Exercise prompt: An image-free reproduction of the data below is needed: print it exactly.

Data records:
---------------

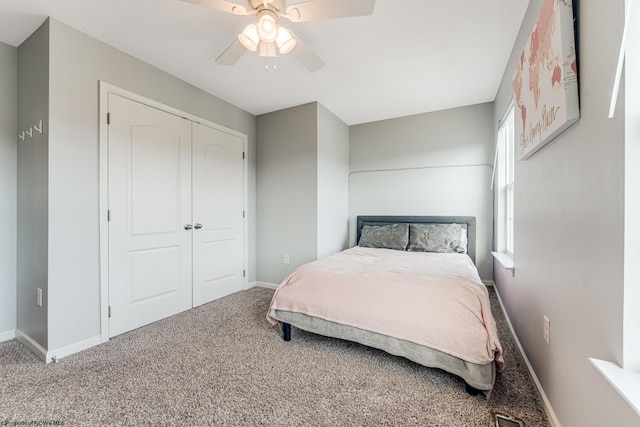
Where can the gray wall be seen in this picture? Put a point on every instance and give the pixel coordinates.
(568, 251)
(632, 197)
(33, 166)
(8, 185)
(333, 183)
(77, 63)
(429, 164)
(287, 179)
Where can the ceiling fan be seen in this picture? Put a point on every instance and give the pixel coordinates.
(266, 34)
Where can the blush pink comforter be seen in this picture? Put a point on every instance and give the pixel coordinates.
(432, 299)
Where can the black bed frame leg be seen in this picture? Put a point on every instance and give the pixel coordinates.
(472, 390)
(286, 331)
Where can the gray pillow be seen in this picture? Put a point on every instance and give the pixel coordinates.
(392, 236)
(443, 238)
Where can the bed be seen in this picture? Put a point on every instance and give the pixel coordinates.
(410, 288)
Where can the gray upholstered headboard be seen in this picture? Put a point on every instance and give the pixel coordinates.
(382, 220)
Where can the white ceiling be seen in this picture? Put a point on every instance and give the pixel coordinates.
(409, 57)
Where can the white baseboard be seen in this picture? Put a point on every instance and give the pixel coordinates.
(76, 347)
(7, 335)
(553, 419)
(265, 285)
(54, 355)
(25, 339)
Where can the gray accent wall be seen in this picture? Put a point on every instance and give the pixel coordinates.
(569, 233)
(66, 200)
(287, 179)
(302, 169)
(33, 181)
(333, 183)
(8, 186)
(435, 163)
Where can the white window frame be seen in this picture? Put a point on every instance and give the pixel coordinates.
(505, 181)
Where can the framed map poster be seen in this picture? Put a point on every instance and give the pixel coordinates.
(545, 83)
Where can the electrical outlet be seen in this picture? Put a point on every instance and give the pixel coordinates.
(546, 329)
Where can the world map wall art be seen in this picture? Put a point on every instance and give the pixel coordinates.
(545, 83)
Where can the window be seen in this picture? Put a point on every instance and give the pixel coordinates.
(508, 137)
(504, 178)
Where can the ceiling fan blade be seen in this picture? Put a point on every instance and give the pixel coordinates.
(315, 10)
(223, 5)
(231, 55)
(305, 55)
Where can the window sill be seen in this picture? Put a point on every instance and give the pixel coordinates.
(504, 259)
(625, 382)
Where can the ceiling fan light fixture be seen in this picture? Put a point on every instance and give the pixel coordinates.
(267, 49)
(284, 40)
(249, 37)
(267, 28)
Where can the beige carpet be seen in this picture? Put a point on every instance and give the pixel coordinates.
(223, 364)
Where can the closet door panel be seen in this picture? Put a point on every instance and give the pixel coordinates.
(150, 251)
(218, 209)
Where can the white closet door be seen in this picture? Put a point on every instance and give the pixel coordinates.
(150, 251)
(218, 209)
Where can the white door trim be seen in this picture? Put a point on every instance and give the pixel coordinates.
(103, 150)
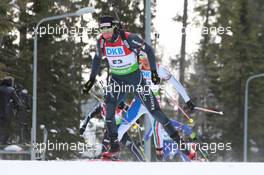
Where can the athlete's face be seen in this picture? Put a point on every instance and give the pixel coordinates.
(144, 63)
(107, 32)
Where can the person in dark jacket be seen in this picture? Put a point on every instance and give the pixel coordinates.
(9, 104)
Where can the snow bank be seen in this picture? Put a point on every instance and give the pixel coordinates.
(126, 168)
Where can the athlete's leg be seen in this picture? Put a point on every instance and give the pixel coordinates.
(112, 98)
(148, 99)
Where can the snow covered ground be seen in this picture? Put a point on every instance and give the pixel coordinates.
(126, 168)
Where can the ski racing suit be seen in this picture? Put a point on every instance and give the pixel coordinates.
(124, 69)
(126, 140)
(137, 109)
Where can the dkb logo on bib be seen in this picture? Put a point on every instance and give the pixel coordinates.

---------------

Response to the exercise:
Where can the gray wall be seen in this picture? Put a point on every instance and give the pixel coordinates.
(568, 251)
(632, 197)
(33, 166)
(8, 185)
(333, 183)
(77, 63)
(429, 164)
(287, 179)
Where can the ceiling fan be seen in this picture? Put a point on every instance and give the pixel coordinates.
(266, 34)
Where can the blush pink comforter be seen in this picture? Put a point on every instance and give the pixel coordinates.
(432, 299)
Where can the black bed frame leg be seen in this picture? Put a point on every instance and give the pixel coordinates.
(472, 390)
(286, 331)
Where can the gray pillow be seen in this picture? Put a point on every instance and give the pixel coordinates.
(392, 236)
(443, 238)
Where can the bed be seen in this picture? Put a point on every instance and give the pixel coordinates.
(410, 288)
Where can the gray upholstered headboard be seen in this picture? Put a point on every instance and give the pixel coordinates.
(382, 220)
Where can the white ceiling be seen in this picture? Put a point on every instance and give the pixel coordinates.
(409, 57)
Where can the white baseboard be seen in this picture? Put a point on every instance and give the pixel coordinates.
(76, 347)
(7, 335)
(553, 419)
(265, 285)
(54, 355)
(25, 339)
Where can the gray accent wall be seen in this picture? Put a point on every instance and give the pixel coordinates.
(569, 233)
(66, 200)
(287, 179)
(302, 169)
(33, 181)
(333, 183)
(8, 186)
(435, 163)
Where can the white window frame be seen in this picture? Put a point on every instance and give the pixel coordinates.
(505, 181)
Where can the framed map poster be seen in this picture? Put a point on every instance and give the pixel coordinates.
(545, 83)
Where can the electrical outlet be seen in this picture? Put a point on every instance and give the pixel coordinates.
(546, 329)
Where can the world map wall art be seen in this picture? Put a point on every instance and give the pixel coordinates.
(545, 83)
Where can the window be seen in this picture? Put a point on every instance and give the pixel coordinates.
(508, 137)
(504, 178)
Where can the ceiling fan blade be seen in this picture? Put a point on every instance and give the pixel coordinates.
(315, 10)
(223, 5)
(231, 55)
(305, 55)
Where can the window sill be seen in this picture? Put a point on every instance and give the pixel coordinates.
(504, 259)
(625, 382)
Where can the ceiling fan light fixture be seen in this picture? Put a point on every instance and give the pixel coordinates.
(267, 49)
(284, 40)
(249, 37)
(267, 28)
Where can the beige carpet be seen in this picture? Put a point on every instance and give the pixel coordinates.
(223, 364)
Where can the closet door panel be seen in this picture? Put a point on every instance and give the pixel coordinates.
(150, 251)
(218, 209)
Where can the white closet door be seen in this picture? Put a point on every instance and give the pixel coordinates.
(150, 251)
(218, 209)
Where can the white door trim be seen in this picture? Put a point on every instance and give the pixel coordinates.
(103, 150)
Where can the athlete's face be seen in this picture? Put a point on every instance and give the pixel coordinates.
(144, 63)
(107, 32)
Where can the person in dark jacket be seen in this picture? Put a point on every instance and give the pixel coordinates.
(9, 104)
Where can the snow bank be seen in this picture? Put a point on every instance and give the pixel coordinates.
(126, 168)
Where can the athlete's leg be seen in this picture? Put a point on every instance and give the pixel coordinates.
(112, 98)
(148, 99)
Where can the snow covered ground be seen in this picture? Put a point on every instance and give the pixel coordinates.
(126, 168)
Where can the ski racing suit be seen in this picture? Put a point on every instance and give the pixel coordinates.
(124, 69)
(126, 140)
(137, 109)
Where can the dkb logo on bib be seen in this picture? Put a point on every instance and give the pixel coordinates.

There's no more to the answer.